■ To do
Repeat each record below exactly, dropping the pictures.

■ Records for processing
§ §

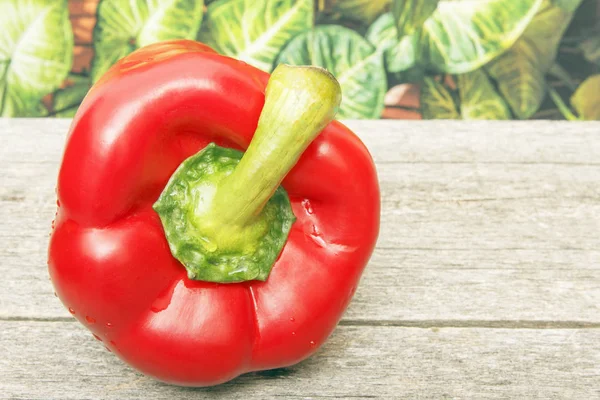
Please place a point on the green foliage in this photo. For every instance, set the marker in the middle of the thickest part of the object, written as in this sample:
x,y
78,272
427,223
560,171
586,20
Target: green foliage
x,y
521,71
500,53
36,53
436,101
474,98
356,64
586,100
479,99
67,100
399,55
362,11
460,37
124,26
591,49
411,14
255,31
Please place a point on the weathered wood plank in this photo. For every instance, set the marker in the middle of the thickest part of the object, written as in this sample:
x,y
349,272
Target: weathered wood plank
x,y
470,232
58,360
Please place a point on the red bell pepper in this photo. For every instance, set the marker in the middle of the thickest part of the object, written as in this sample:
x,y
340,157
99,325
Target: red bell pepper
x,y
172,251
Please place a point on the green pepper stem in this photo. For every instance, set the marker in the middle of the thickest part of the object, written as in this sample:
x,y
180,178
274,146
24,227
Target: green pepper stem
x,y
299,103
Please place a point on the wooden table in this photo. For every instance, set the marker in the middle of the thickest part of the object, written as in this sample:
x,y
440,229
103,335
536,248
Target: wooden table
x,y
485,282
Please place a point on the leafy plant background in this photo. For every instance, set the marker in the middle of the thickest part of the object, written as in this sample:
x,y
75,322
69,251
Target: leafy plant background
x,y
401,59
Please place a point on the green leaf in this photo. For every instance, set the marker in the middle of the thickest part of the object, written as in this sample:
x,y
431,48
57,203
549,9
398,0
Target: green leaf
x,y
591,49
36,53
398,55
437,101
462,35
355,63
586,99
124,26
411,14
67,100
363,11
255,31
479,99
567,5
520,72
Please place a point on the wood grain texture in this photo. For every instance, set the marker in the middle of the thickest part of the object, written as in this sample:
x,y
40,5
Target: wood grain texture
x,y
462,238
485,282
65,362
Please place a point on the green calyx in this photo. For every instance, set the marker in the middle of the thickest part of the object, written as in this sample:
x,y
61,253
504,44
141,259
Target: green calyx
x,y
225,215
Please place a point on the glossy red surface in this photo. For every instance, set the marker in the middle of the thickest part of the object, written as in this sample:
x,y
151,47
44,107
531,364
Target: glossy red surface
x,y
110,262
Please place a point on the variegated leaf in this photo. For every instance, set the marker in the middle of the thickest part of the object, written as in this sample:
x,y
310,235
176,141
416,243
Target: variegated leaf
x,y
478,98
36,53
437,101
355,63
255,31
520,72
411,14
462,35
399,55
124,26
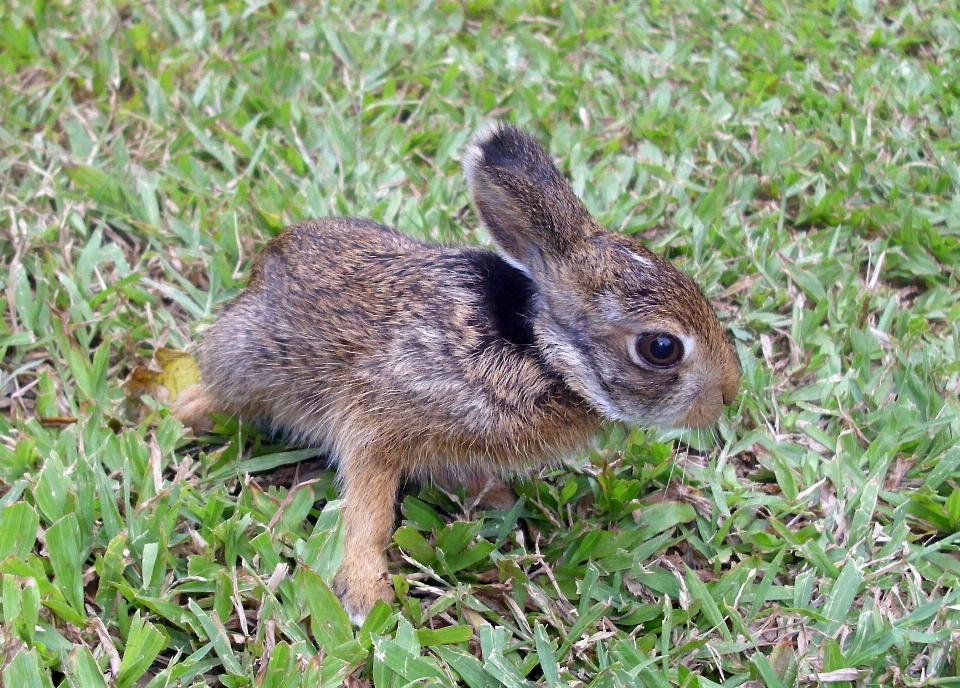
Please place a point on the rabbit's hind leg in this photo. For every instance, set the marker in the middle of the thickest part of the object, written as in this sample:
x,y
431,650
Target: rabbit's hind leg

§ §

■ Completed exercise
Please place a point on the green foliage in this photo. For every instance, set the marker in the middle of the thickest part of the object, written as in this sample:
x,y
78,272
427,223
560,171
586,20
Target: green foliage
x,y
521,71
500,53
36,53
436,101
474,98
356,64
586,100
479,99
67,100
399,55
362,11
460,37
124,26
591,49
411,14
255,31
Please place a point on the weathered wood plank in this photo. For every instance, set the marker in the middle of the thickest part of the object, written as in this sample:
x,y
349,272
Target: weathered wood plank
x,y
470,232
58,360
Please place a point on the red bell pepper in this photo. For every instance, set the marker in the middle of the thickest part of the object, written as in this sample:
x,y
340,157
99,325
Target: red bell pepper
x,y
172,251
Please place a point on the green pepper stem in this photo. For every instance, set the marker in the middle of the thickest part of the object, written as in this sample:
x,y
180,178
274,146
24,227
Target: green pepper stem
x,y
299,103
Please place a point on the wooden table in this photo. For every instance, set the marker in the middle of the thickest part of the object, written as in this sample:
x,y
440,229
103,335
536,248
Target: wooden table
x,y
485,282
Please place a point on the leafy plant background in this photo. For every instance, set the marker in the middle of the thickest part of the object, written as in this sample:
x,y
75,322
69,251
Target: leafy plant background
x,y
401,59
Please place a point on the green leaf in this photo. For every instance, set the marker in the middle of the thickest part of the object, written as in this sample:
x,y
431,48
57,203
549,9
398,0
Target: green leaf
x,y
591,49
36,53
398,55
437,101
462,35
355,63
586,99
124,26
411,14
67,100
363,11
255,31
479,99
567,5
520,72
Please place a point on the wood grain texture in this photo. For every instance, set the marker in the middle of the thickest part of the object, written as in this sample:
x,y
40,5
Target: wood grain texture
x,y
462,238
485,282
65,362
Please place a point on the green calyx in this photo. For every instance, set the marker in the middle of the thickest part of the object, written as in this sample:
x,y
61,253
504,44
141,259
Target: green calyx
x,y
225,215
Please place a point on the glossy red surface in this photo. For every instance, set the marker in the middle of the thickest part of the object, written as in this sample:
x,y
151,47
44,107
531,364
Target: glossy red surface
x,y
110,262
Please place a point on the variegated leaf in this photo. For every instance, set the marker in the middle of the thickest part of the object, written as in this sample:
x,y
310,235
176,141
416,243
Target: variegated leaf
x,y
478,98
36,53
437,101
355,63
255,31
520,72
411,14
462,35
399,55
124,26
Please place a point on the rabbit's hind leg in this photo. For every instance, set the marker in the middle of the thickest part of the object, written as in this sample:
x,y
431,650
Target: rabbit's hind leg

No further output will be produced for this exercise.